_TEXTE À LIRE_:
··········

« L'épreuve
du 100 mètres féminin aux Jeux olympiques de 1928 s'est déroulée
les 30 et 31 juillet 1928 au Stade olympique d'Amsterdam, aux
Pays-Bas. Il s'agit de la première compétition féminine
d'athlétisme disputée lors des Jeux olympiques de l'ère moderne.
Elle est remportée par l'Américaine Betty Robinson. » (Page
Wikipédia « 100
mètres féminin aux Jeux olympiques d'été de 1928 (athlétisme) »,
https://fr.wikipedia.org/wiki/100_m%C3%A8tres_f%C3%A9minin_aux_Jeux_olympiques_d%27%C3%A9t%C3%A9_de_1928_(athl%C3%A9tisme)
Qu'en était-il lors des Jeux
Olympiques antiques ? Ou plus largement des Jeux panhelléniques,
car je rappelle que les Jeux Olympiques n'était qu'une compétition
(certes, la plus prestigieuse) parmi de très nombreuses autres dans
différentes villes ou sanctuaires de Grèce, où tous les Grecs
étaient invités à participer, d'où le terme de
« panhéllenique ».
Commençons
par un mythe, puisqu'en Grèce antique, tout commence toujours par
des mythes. C'est celui d'Atalante.
Atalante refusait de se laisser imposer un époux. Comme son père
l'y obligeait, elle demanda à n'épouser que celui qui la vaincrait
à la course. Pour décourager les candidats, il fut établi que si
c'était elle qui était victorieuse, le malheureux serait mis à
mort. De nombreux prétendants se présentaient cependant, mais la
petite Atalante courait vite, et les dépassait toujours. Hippomène
parvint cependant à gagner la course, grâce à un subterfuge
suggéré par Aphrodite/Vénus qui lui confia trois pommes d'or à
lâcher sur le parcours pour forcer Atalante à s'arrêter pour les
ramasser. Il y a quand même un petit côté réducteur pour les
femmes dans cette histoire, du genre : même une nana hyper
sportive, vous lui mettez devant le nez un truc qui brille, et elle
ne peut pas s'empêcher de ralentir, un peu comme si Marie-José
Perec allait s'arrêter dans sa course parce qu'on lui signale qu'il
y a des promotions chez … [placez ici le nom d'une grande enseigne
de prêt-à-porter] !!!
Malgré cette
chute un peu réductrice, j'aime cette histoire. Atalante est une
fille courageuse, qui tient à sa liberté et qui rabat l'orgueil de
tous ces petits mecs qui pensaient la vaincre facilement. Son
histoire est superbement racontée par Ovide dans ses Métamophoses
(X,
v. 560-739).
Vous pouvez la lire en latin et en français
à cette page :
http://agoraclass.fltr.ucl.ac.be/concordances/ovideX/lecture/10.htm
Ovide, le poète de l'amour,
ajoute son petit grain de sel à sa version du mythe. Selon lui, si
Atalante a cédé, ce n'est pas tant attirée par le bling-bling des
pommes en or, mais parce que son cœur se troublait à la vue du
courageux et noble jeune homme : elle ne s'avouait pas
amoureuse, mais s'émouvait qu'il puisse mourir, et finalement ne se
trouva pas mécontente d'être vaincue par lui...

··········

Quelques entrées
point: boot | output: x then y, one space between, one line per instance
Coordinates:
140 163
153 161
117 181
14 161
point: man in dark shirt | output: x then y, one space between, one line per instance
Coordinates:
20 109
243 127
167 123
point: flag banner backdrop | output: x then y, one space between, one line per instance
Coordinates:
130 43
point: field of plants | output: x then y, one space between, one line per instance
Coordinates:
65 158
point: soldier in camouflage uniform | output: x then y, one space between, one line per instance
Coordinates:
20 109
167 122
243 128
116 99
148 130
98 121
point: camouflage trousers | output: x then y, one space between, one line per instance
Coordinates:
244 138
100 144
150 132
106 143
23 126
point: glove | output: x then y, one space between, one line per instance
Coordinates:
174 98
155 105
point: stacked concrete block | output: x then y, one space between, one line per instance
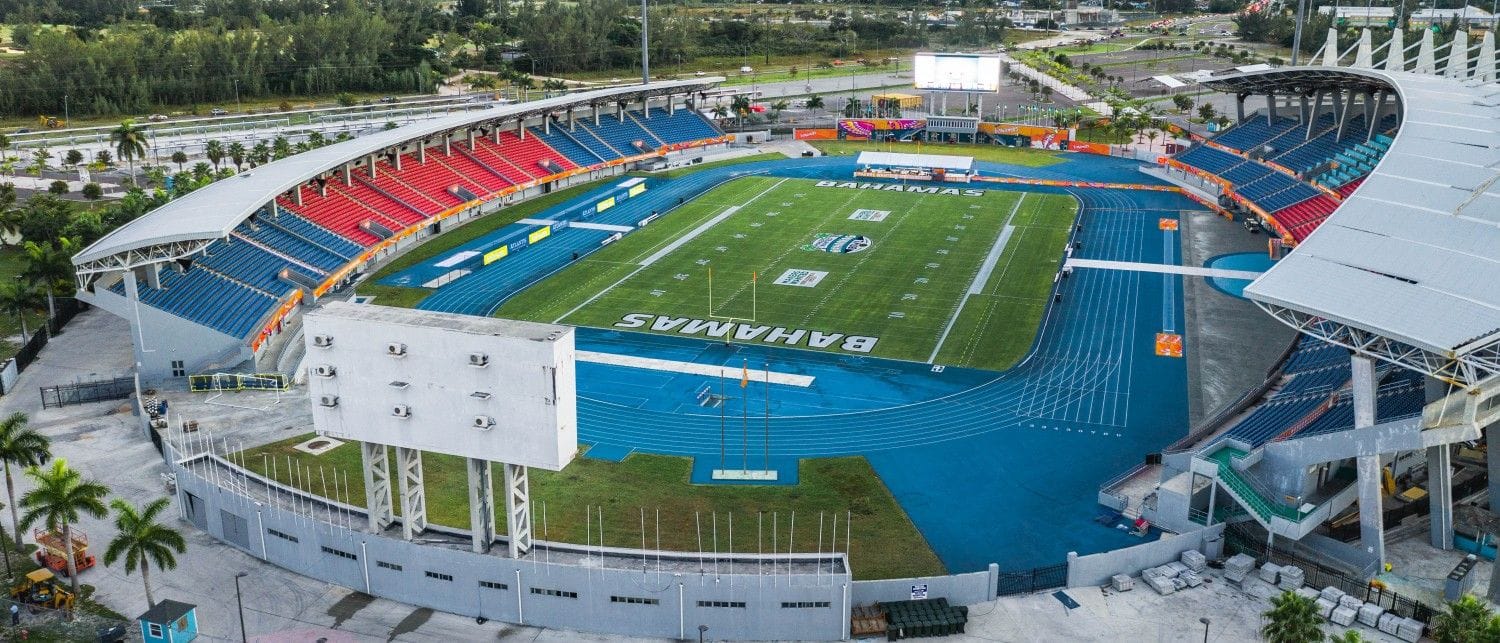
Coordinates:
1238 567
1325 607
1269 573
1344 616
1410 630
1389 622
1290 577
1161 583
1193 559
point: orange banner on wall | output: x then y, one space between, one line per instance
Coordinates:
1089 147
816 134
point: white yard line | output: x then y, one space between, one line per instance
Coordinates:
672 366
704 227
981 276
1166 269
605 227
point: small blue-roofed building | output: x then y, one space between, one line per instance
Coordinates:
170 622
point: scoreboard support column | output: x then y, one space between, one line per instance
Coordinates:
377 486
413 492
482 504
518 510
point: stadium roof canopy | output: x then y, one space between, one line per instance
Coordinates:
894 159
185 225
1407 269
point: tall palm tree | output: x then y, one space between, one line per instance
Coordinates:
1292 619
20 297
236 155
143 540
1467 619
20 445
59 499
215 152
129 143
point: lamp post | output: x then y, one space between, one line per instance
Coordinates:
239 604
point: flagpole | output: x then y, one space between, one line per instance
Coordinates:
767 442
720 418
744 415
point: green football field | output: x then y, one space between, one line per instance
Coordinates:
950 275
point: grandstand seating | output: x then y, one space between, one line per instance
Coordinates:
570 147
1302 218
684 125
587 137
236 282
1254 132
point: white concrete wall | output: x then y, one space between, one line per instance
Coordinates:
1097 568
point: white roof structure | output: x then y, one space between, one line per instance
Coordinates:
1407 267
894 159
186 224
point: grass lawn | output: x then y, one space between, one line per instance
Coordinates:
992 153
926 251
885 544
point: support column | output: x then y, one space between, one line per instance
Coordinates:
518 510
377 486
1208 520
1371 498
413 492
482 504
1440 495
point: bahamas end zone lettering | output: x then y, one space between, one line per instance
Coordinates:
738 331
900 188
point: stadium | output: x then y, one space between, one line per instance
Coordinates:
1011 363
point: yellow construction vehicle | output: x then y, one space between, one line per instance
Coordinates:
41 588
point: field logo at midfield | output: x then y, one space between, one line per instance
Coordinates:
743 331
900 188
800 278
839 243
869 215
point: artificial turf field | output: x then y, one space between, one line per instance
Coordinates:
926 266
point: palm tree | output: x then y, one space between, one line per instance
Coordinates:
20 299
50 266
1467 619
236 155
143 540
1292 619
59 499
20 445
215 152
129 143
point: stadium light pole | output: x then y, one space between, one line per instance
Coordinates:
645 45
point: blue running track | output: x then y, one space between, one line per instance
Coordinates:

··········

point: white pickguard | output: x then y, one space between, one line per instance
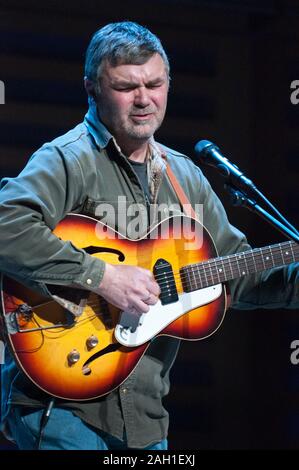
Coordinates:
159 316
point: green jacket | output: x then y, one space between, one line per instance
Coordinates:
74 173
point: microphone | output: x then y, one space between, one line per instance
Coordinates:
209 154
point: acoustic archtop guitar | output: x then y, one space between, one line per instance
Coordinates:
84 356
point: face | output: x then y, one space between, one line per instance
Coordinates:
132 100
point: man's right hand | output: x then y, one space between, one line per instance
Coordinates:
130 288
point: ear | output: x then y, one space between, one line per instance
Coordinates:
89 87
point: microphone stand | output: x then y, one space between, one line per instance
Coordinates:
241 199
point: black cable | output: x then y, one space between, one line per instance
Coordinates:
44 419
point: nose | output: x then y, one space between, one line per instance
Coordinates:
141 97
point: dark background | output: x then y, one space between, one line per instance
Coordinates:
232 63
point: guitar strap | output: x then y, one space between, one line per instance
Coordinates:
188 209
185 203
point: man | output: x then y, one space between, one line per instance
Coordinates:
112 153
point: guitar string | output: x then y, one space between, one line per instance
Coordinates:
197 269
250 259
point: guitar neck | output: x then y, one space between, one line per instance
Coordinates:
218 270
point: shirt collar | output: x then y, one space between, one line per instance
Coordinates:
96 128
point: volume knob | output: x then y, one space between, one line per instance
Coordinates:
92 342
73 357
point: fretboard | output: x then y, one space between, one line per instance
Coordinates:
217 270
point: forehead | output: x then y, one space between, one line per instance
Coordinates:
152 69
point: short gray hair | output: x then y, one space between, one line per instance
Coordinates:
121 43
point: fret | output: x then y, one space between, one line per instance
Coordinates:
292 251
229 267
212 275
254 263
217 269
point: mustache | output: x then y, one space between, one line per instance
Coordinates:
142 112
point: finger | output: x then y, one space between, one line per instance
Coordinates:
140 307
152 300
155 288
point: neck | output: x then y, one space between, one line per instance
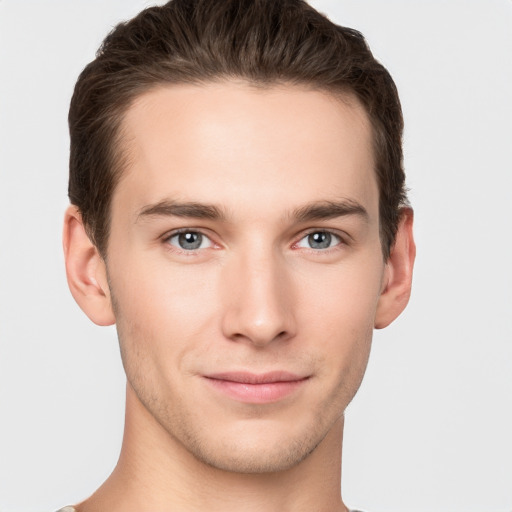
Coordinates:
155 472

··········

_EXERCICES_:
1) Répondez aux questions suivantes à partir du texte.
(a) Dans quel stade s'est déroulée l'épreuve du 100 mètres féminin aux Jeux olympiques de 1928 ?
(b) Qui suggéra à Hippomène le subterfuge des pommes d'or ?
(c) Selon Ovide, pourquoi Atalante a-t-elle cédé ?
2) Reproduisez fidèlement le passage du texte qui commence aux mots « Elle est remportée » et s'arrête après « C'est celui d'Atalante. ».

_LES RÉPONSES_:
1)
(a) Au Stade olympique d'Amsterdam, aux Pays-Bas.
(b) Aphrodite/Vénus.
(c) Parce que son cœur se troublait à la vue du courageux et noble jeune homme, plus que par attirance pour les pommes en or.

2)
Elle est remportée par l'Américaine Betty Robinson. » (Page
Wikipédia « 100
mètres féminin aux Jeux olympiques d'été de 1928 (athlétisme) »,
https://fr.wikipedia.org/wiki/100_m%C3%A8tres_f%C3%A9minin_aux_Jeux_olympiques_d%27%C3%A9t%C3%A9_de_1928_(athl%C3%A9tisme)
Qu'en était-il lors des Jeux
Olympiques antiques ? Ou plus largement des Jeux panhelléniques,
car je rappelle que les Jeux Olympiques n'était qu'une compétition
(certes, la plus prestigieuse) parmi de très nombreuses autres dans
différentes villes ou sanctuaires de Grèce, où tous les Grecs
étaient invités à participer, d'où le terme de
« panhéllenique ».
Commençons
par un mythe, puisqu'en Grèce antique, tout commence toujours par
des mythes. C'est celui d'Atalante.